[Page text]

Proteins (30–35 μg) were mixed with NuPAGE LDS sample buffer and 50 mM of dithiothreitol and subjected to SDS-PAGE using NuPAGE 7% Tris-Acetate or 4–12% Bis-Tris gels. The proteins were transferred to a polyvinylidene difluoride membrane overnight at 15 V. Following the transfer, the membranes were blocked in tris-buffered saline/Tween 20 (TBS-T) buffer [(Tris-buffered saline) and 0.1% (v/v) Tween 20] containing 5% (w/v) nonfat dry milk (#1706404, Bio-Rad). The blocked membranes were incubated overnight at 4°C with primary antibodies [anti-BSEP (1:200), anti-NTCP (1:1000), anti-EGFR (1:200), anti-phospho-ERK (1:1000), anti-ERK (1:200), anti-vinculin (1:200), or anti-Na⁺/K⁺ ATPase (1:10,000)] diluted in TBS-T with 5% BSA (w/v). Subsequently, membranes were incubated with HRP-conjugated goat anti-mouse or goat anti-rabbit or bovine anti-goat secondary antibodies, diluted at 1:10,000 in blocking buffer, for 1 hour at room temperature. Chemiluminescent signal was detected using SuperSignal West Femto Maximum Sensitivity Substrate and captured with a Molecular Imager VersaDoc imaging system (BioRad, Hercules, CA).

[/Page text]
[Extracted records]

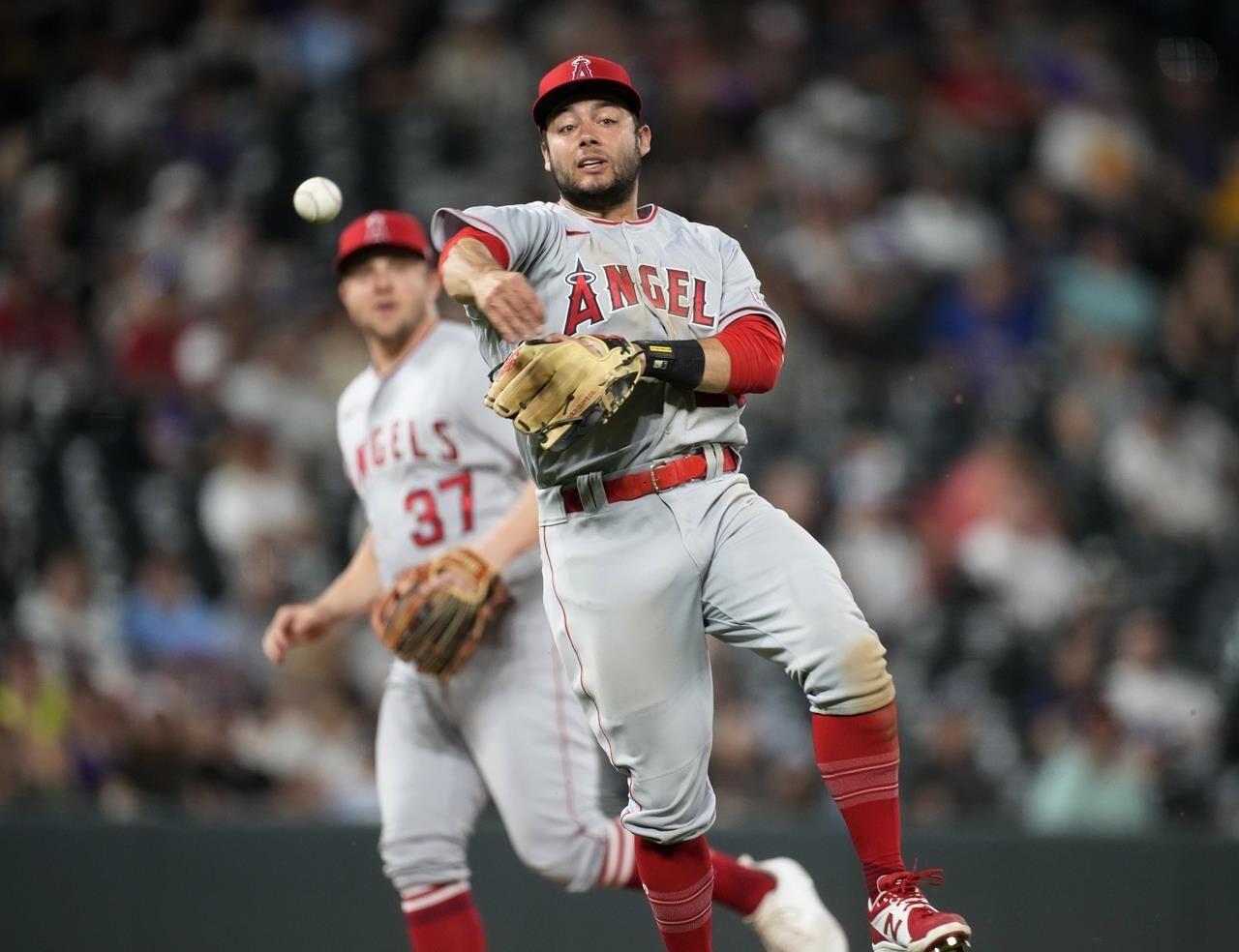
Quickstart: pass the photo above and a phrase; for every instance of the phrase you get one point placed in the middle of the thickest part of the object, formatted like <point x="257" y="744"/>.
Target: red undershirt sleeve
<point x="756" y="349"/>
<point x="492" y="244"/>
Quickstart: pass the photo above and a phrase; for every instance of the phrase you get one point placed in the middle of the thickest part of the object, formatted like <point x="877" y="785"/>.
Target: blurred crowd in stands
<point x="1005" y="240"/>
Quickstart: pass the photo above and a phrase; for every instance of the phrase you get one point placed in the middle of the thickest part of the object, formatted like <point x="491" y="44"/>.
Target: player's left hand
<point x="509" y="304"/>
<point x="437" y="613"/>
<point x="559" y="388"/>
<point x="296" y="624"/>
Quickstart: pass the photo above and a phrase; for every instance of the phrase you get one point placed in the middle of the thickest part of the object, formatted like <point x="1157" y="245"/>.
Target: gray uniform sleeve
<point x="741" y="290"/>
<point x="526" y="230"/>
<point x="486" y="426"/>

[/Extracted records]

Prompt ▸ In the Western blot methods text, how long and at what temperature were the membranes incubated with the secondary antibodies?

Answer section ▸ For 1 hour at room temperature.